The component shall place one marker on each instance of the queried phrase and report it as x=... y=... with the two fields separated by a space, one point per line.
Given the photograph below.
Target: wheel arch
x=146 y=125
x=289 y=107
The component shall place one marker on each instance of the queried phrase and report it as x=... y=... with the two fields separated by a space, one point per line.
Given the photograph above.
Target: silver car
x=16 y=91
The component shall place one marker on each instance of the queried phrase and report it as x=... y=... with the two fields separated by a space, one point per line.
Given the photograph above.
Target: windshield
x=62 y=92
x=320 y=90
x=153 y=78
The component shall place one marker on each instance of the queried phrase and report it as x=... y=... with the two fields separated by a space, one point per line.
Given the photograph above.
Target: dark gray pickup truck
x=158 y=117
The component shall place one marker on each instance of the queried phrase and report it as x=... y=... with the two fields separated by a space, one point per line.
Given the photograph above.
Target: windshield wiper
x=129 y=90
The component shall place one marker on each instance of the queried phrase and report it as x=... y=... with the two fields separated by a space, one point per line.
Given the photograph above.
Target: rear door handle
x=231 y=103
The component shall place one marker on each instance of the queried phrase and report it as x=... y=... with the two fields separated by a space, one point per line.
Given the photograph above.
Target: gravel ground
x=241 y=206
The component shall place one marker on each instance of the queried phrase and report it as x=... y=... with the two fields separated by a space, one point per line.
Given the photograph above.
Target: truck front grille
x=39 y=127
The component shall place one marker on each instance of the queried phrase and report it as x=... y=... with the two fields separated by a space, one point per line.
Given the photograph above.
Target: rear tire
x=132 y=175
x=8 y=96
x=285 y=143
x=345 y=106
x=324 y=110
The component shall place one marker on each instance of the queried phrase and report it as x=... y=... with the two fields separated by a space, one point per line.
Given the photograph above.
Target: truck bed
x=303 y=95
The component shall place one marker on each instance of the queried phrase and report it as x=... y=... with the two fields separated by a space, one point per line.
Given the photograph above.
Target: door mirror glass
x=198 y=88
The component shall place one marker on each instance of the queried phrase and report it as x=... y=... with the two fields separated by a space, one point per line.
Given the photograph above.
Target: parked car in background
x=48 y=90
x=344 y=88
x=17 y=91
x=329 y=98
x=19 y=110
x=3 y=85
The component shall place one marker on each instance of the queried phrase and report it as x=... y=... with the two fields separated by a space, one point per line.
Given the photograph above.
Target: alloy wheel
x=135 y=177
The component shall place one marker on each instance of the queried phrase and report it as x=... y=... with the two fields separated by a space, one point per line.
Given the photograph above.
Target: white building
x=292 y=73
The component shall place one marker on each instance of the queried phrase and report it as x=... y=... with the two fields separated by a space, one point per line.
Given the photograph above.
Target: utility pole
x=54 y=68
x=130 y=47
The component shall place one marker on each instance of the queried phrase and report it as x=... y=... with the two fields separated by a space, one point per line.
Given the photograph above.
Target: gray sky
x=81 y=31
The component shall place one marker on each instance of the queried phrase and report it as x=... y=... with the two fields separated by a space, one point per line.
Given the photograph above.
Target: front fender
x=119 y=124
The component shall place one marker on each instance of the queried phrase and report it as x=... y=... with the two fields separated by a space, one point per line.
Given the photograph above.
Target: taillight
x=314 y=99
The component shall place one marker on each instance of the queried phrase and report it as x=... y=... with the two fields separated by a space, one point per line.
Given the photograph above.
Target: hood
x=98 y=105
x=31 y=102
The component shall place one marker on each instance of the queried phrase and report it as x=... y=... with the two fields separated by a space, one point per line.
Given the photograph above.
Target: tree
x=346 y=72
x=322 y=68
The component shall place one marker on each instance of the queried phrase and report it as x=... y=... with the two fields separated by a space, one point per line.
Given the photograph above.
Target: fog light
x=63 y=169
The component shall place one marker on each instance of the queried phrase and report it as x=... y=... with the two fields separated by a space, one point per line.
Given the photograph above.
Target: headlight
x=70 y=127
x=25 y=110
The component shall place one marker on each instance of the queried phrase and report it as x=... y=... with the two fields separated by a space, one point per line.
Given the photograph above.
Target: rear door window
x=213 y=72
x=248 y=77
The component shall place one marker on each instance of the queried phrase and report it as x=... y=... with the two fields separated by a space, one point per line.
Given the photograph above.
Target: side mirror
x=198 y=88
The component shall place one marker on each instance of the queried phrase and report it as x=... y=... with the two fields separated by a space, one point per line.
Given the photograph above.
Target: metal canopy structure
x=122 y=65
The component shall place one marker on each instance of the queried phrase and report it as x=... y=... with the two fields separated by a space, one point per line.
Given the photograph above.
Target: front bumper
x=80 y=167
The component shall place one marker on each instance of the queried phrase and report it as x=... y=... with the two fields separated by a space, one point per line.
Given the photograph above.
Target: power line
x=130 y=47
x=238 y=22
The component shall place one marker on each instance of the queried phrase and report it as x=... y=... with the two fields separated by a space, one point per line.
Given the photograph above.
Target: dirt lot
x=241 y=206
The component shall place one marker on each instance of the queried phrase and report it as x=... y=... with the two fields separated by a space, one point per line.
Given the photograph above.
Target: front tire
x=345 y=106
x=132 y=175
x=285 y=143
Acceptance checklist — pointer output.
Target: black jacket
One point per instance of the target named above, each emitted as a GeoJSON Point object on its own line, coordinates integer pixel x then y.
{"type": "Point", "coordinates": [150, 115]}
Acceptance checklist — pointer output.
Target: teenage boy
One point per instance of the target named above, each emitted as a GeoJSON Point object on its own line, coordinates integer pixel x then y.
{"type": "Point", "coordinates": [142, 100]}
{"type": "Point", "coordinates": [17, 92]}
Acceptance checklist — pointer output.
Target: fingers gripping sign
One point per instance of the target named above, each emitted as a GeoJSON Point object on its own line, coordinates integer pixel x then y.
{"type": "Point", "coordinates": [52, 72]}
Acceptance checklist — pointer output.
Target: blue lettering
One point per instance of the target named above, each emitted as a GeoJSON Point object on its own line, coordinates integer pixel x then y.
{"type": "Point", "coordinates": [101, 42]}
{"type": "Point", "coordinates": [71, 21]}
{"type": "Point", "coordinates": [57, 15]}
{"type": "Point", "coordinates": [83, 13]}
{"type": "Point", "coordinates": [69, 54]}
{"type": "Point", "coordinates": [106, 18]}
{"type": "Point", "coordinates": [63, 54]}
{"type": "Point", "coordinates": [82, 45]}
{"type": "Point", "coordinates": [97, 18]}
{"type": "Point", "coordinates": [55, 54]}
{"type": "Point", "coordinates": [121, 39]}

^^^^^^^^

*Exercise objective*. Every record must be given again exactly as it was written.

*Output of the exercise*.
The component shall place one marker on each instance of the queried phrase and report it as x=... y=... with the two fields separated by a space, one point per line.
Given the photograph below.
Target: wheel arch
x=146 y=125
x=289 y=107
The component shall place one marker on each instance of the queried phrase and report it as x=... y=... with the two fields separated by a space, one point per line.
Given the photograph above.
Target: silver car
x=16 y=91
The component shall place one marker on each instance of the queried phrase and report it as x=... y=... with the two fields separated by a space, one point per line.
Given the photograph above.
Target: windshield
x=62 y=92
x=320 y=90
x=153 y=78
The component shall place one marker on each instance of the queried phrase and report it as x=... y=... with the two fields separated by a space, one point per line.
Given the photograph above.
Target: dark gray pickup truck
x=158 y=117
The component shall place one marker on each instance of the queried phrase and report it as x=... y=... with the two fields separated by a space, one point per line.
Given the photograph above.
Target: windshield wiper
x=129 y=90
The component shall place one marker on each instance of the queried phrase and report it as x=... y=... with the two fields separated by a space, one point per line.
Given the photograph above.
Target: rear door handle
x=231 y=103
The component shall place one marker on each instance of the queried phrase and report it as x=... y=... with the two fields separated by a space, one point per line.
Given the photograph above.
Target: gravel ground
x=241 y=206
The component shall place one marker on each instance of the queried phrase and report it as x=... y=... with the two fields separated by a space, one point per line.
Given the photograph above.
Target: truck front grille
x=39 y=127
The component shall place one marker on each instance of the queried phrase and report it as x=... y=... with the two fields separated by a space, one point per line.
Given the photograph above.
Target: rear tire
x=132 y=175
x=8 y=96
x=285 y=143
x=345 y=106
x=324 y=110
The component shall place one marker on each instance of the queried phrase and report it as x=... y=... with the two fields separated by a space, one point per line.
Given the photograph above.
Target: truck bed
x=303 y=95
The component shall place one marker on each instance of the queried phrase and report it as x=... y=... with the two fields separated by a space, one point per line.
Given the photograph above.
Target: door mirror glass
x=198 y=88
The component shall place one marker on each instance of the queried phrase and report it as x=... y=... with the two fields separated by a space, one point per line.
Given the photograph above.
Target: parked car in background
x=48 y=90
x=344 y=88
x=17 y=91
x=329 y=98
x=19 y=110
x=3 y=85
The component shall place one marker on each instance of the queried phrase and report it as x=... y=... with the two fields separated by a space, one point per line.
Given the photograph above.
Target: alloy wheel
x=135 y=177
The component shall place one marker on each instance of the queried phrase and report it as x=... y=... with the two fields separated by a space, one point per line.
Given the photograph above.
Target: white building
x=292 y=73
The component shall place one marker on each instance of the queried phrase and report it as x=... y=... with the two fields separated by a space, one point per line.
Given the photograph above.
Target: utility pole
x=54 y=68
x=130 y=47
The component shall place one marker on each instance of the queried phrase and report it as x=... y=... with the two fields separated by a space, one point per line.
Given the photograph above.
Target: gray sky
x=81 y=31
The component shall place one marker on each instance of the queried phrase and report it as x=... y=... with the two fields separated by a space, one point per line.
Given the photograph above.
Target: front fender
x=119 y=124
The component shall place one marker on each instance of the queried phrase and report it as x=... y=... with the two fields separated by a space, one point per line.
Given the photograph above.
Target: taillight
x=314 y=99
The component shall place one marker on each instance of the queried phrase and report it as x=... y=... with the two fields separated by a space, one point per line.
Given the photograph above.
Target: hood
x=98 y=105
x=31 y=102
The component shall place one marker on each instance of the queried phrase and report it as x=... y=... with the two fields separated by a space, one point per line.
Given the photograph above.
Target: tree
x=346 y=72
x=322 y=68
The component shall place one marker on each instance of the queried phrase and report it as x=... y=... with the two fields separated by a space, one point per line.
Given the photograph above.
Target: fog light
x=63 y=169
The component shall place one marker on each instance of the queried phrase and report it as x=... y=... with the two fields separated by a space, one point per line.
Given the photograph above.
Target: headlight
x=70 y=127
x=25 y=110
The component shall place one marker on each instance of the queried phrase and report it as x=... y=... with the two fields separated by a space, one point per line.
Given the photograph above.
Target: rear door window
x=213 y=72
x=248 y=77
The component shall place one marker on each instance of the queried phrase and report it as x=... y=... with the two fields separated by a space, one point per line.
Given the photograph above.
Target: side mirror
x=198 y=88
The component shall place one marker on each instance of the queried phrase and report it as x=... y=... with the two fields separated by a space, one point per line.
Given the photograph above.
Target: metal canopy structure
x=122 y=65
The component shall place one marker on each instance of the queried phrase and report it as x=... y=... with the two fields separated by a space, one point per line.
Given the photograph above.
Target: front bumper
x=80 y=167
The component shall place one marker on each instance of the queried phrase and report it as x=... y=... with the two fields separated by a space, one point per line.
Given the photograph above.
Target: power line
x=130 y=47
x=238 y=22
The component shall place one marker on each instance of the queried phrase and report it as x=... y=... with the two fields separated by a space, one point per line.
Given the photograph above.
Target: dirt lot
x=241 y=206
The component shall place one marker on each instance of the queried phrase and report it as x=... y=... with the two fields separated by a space, one point per line.
Given the photograph above.
Target: front tire
x=345 y=106
x=132 y=175
x=285 y=143
Acceptance checklist — pointer output.
Target: black jacket
One point per instance of the target named above, each emitted as a GeoJSON Point object on its own line, coordinates integer pixel x then y.
{"type": "Point", "coordinates": [150, 115]}
Acceptance checklist — pointer output.
Target: teenage boy
One point per instance of the target named above, each emitted as a GeoJSON Point object on its own line, coordinates integer pixel x then y.
{"type": "Point", "coordinates": [142, 100]}
{"type": "Point", "coordinates": [17, 92]}
Acceptance checklist — pointer output.
Target: fingers gripping sign
One point per instance of the target named above, each emitted as a GeoJSON Point object on its own line, coordinates integer pixel x then y.
{"type": "Point", "coordinates": [52, 72]}
Acceptance checklist — pointer output.
Target: blue lettering
One point per instance of the target named above, each emitted as a GeoJSON Point object on its own line, coordinates integer pixel x then y.
{"type": "Point", "coordinates": [101, 42]}
{"type": "Point", "coordinates": [71, 21]}
{"type": "Point", "coordinates": [57, 15]}
{"type": "Point", "coordinates": [83, 13]}
{"type": "Point", "coordinates": [69, 54]}
{"type": "Point", "coordinates": [106, 18]}
{"type": "Point", "coordinates": [63, 54]}
{"type": "Point", "coordinates": [82, 45]}
{"type": "Point", "coordinates": [97, 18]}
{"type": "Point", "coordinates": [55, 54]}
{"type": "Point", "coordinates": [121, 39]}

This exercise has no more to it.